Given passage
········

Now, basically, in the last five years at Amazon, I helped roughly 100 teams worldwide, internal and external, migrate into micro-frontends. Those are even more crystal clear to me. I coined this idea of decisions framework. There are four decisions that you need to make for every micro-frontends implementation at the beginning of the journey. That doesn’t mean you cannot change them, but at the same time are foundational. First of all, you need to identify how a micro-frontend looks like. You need to compose. How you want to compose is critical because it sometimes is forcing you to choose a specific technology. How you want to route between views. Finally, how to communicate. Those four decisions, will be there every single implementation that you do.

The first thing is that you can have multiple micro-frontends in the same view or you can have a view that is representing one micro-frontend, or multiple views that are representing micro-frontends. I usually call horizontal split on the left and vertical split on the right. The vast majority of the teams that are starting with micro-frontends, they start with a vertical split. There is a strong reason why I recommend that as well. Because when you start and say, I have the onboarding experience, that is sign in, sign up, remember email, remember password, payment, whatever, and I wanted to split it, the code base is unique. Easy. I can split it. I can assign a certain part of this path to another team, easy.

The other way around is not true. Because I was a developer, and probably many of you are, and if you have a code base that you don’t understand or is taking some patterns that you are against, you are going to rewrite that. That is an investment that is wasted. While, if you start to be more coarse-grained, then moving to a more granular approach, the horizontal split is easy. Six months further down the line, you understand better your system than what you understand today. Because you started to see things that are working, assumptions that were true, others that weren’t, and so on. Therefore, the vast majority of the time I recommend, start more coarse-grained, and then you move forward. Composition side, there are two ways. You can do client-side rendering, or you can do server-side rendering. I don’t mention edge-side rendering, because the vast majority of the time, the problem is data, and data has gravity. If you think about that, if I deploy server-side rendering on the edge, but you are working, operating in a single region, then you are not gaining much. You are just having more friction on the developer experience for deploying on the edge. Therefore, pay attention to that.

The other thing is, routing is very simple. Routing is happening. The blue rectangle is called application shell, and it’s basically the container under the micro-frontend. It’s responsible for composition and routing. It works for client-side rendering on the application shell, the routing part, and server-side rendering, everything happens on the server-side. There is a caveat, though. Very often, you can pair the client-side routing with edge-side routing. Perfect for migration. If you do a strangler pattern, that’s the way to do that. You just put it on the edge. Every request that is coming into this compute part on the edge will be interpreted and decide where to route, old monolith or new micro-frontends. Iteratively, you can handle it very easily.

Finally, communication. There are two types. If you are in the horizontal split, so multiple micro-frontends together, that is, large systems very often operate, or large teams are often operating in this way. You can use different ways, event emitter, custom events, or reactive streams. I’m not talking about a global state here, because we said before that reusability is a form of coupling. If I have multiple teams working on the same state, and I change the way specific things work, everyone has to test it. Coupling, we don’t want that. In reality, when you use a pub/sub pattern, like an event emitter, custom events, reactive streams, usually you end up in a more maintainable code base.

········

Source excerpt
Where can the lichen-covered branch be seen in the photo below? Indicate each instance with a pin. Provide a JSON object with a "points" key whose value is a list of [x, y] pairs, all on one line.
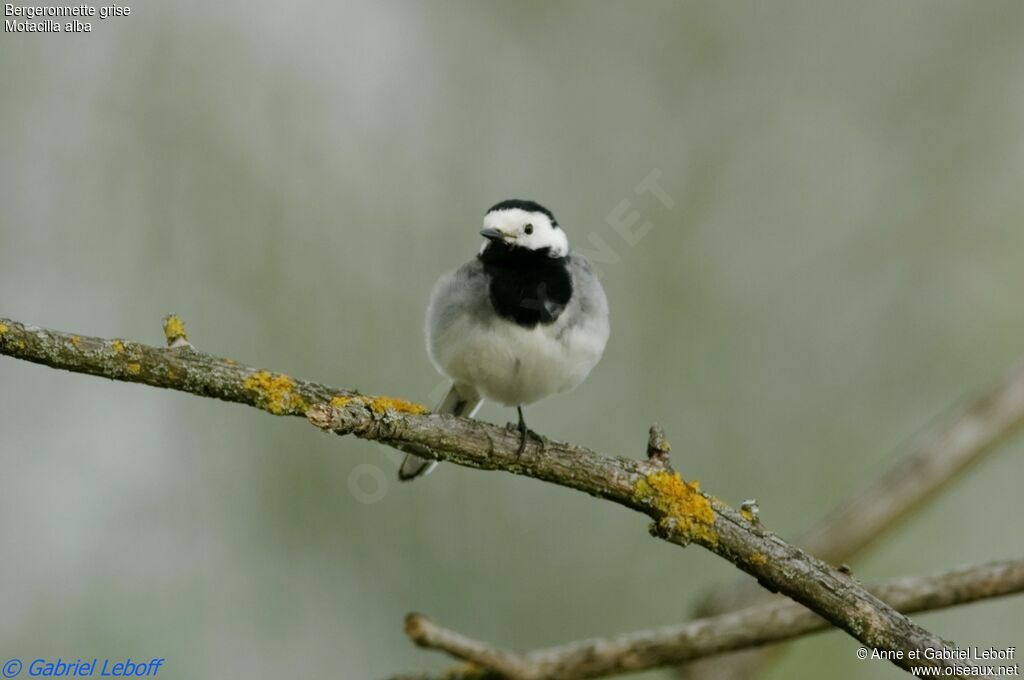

········

To do
**A)** In the micro-frontends talk, which kind of split do most teams starting out with micro-frontends begin with?
**B)** Continue the micro-frontends talk from its last sentence.
The listing has no role here.

Expected results
**A)** Most of them begin with a vertical split.

**B)**
On these three, because this is usually the question that people ask me, is event emitter my favorite? Because reactive streams, unless you are familiar with reactive programming, and I wrote a book on reactive programming for frontend, and it’s not a walk in the park for many people, is not that easy. You have way more stuff that you need for communicating between micro-frontends. Because reactive streams is thought about observable, for owned data. Here we are talking about events. There are some teams that are using, especially with Angular. Custom events are bounded or tightly coupled with the DOM structure. You might have some undesired bugs that are happening while you implement that. Event emitter, instead, is the easiest one. You just subscribe to a specific event, and when someone is emitting an event, he will be notified.

If you’re interested, great. If you’re not interested, you discard that event. Simple and easy. Both splits, so horizontal and vertical, requires storing ephemeral data or more important data, like the session token. Therefore, for session token, cookies are the best option. Sometimes I have seen customers using local session storage, different security posture, but it happens. Or otherwise, even web workers are a good way to store session tokens. While for ephemeral data, imagine that you’re in a catalog, you select an element, and you pass this information, the product ID to the next team, you can pass through query string. You just say, by query string, I pass the ID with this name, and you will take over. You load whatever is needed, and that’s it. Quite straightforward over there. The application shell, there are a few considerations. It should be as vanilla as possible. If you can avoid frameworks, better. It should be context unaware.

If you find yourself needing to deploy a micro-frontend alongside an application shell, probably you’re not doing a great job, because that means the domain leaked into the application shell. Application shell should be something that the rate of change is very low when it’s stable. Code volatility matters here. Expose the initial configuration and not much more. It’s responsible for composition and routing. These are the main top needs for an application shell. Anything else shouldn’t be in the application shell.

Which Library/Framework Should I Use?

At this stage, if the platform team does its job and selects whatever is needed, then the question is, which library and framework? The cool part. As a developer, I was one of them. Which one should I use? The vast majority of the discussion with the teams are more or less like that, where there are, “There is this framework. That framework is super cool. This one, I’ve tried this. I love it”. This is basically me when I hear about all these frameworks or whatever. The answer is it depends, and not because I’m an architect, mainly because it’s reality. There is no right or wrong. I’ll give you a couple of examples. This one is, for instance, a Next.js application created by Formula One, where apart from the different complexity, the interesting part is what’s happening in different regions. As you can see, there are different application load balancers that are exposing clusters of containers. There is the article part, the video part, the event tracker, and so on. Formula One migrated iteratively towards the micro-frontends application in just a month. They started to, obviously, then integrate with more stuff. The cool thing is that shows that it’s doable.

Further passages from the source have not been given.